### DIRECTIVE
Rewrite the part of the records that opens with the line containing "point: stethoscope diaphragm" and closes with the end of the records, changing "diaphragm" to "drum" and keeping everything else the same. Return only those lines.

[start of DATA SUPPLIED]

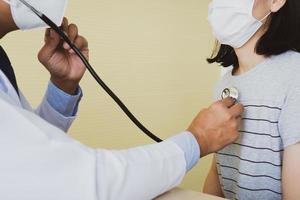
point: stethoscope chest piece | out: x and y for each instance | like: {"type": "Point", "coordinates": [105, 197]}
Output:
{"type": "Point", "coordinates": [231, 92]}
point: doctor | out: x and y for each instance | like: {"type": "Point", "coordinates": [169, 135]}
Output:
{"type": "Point", "coordinates": [39, 161]}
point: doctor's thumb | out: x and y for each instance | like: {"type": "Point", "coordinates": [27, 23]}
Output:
{"type": "Point", "coordinates": [52, 41]}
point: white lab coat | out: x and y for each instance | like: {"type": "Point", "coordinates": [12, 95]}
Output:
{"type": "Point", "coordinates": [38, 161]}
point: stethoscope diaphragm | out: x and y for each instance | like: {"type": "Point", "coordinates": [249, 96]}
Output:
{"type": "Point", "coordinates": [231, 92]}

[end of DATA SUPPLIED]

### EXERCISE ANSWER
point: stethoscope drum | out: x and y for each instance | like: {"type": "Point", "coordinates": [249, 96]}
Output:
{"type": "Point", "coordinates": [231, 92]}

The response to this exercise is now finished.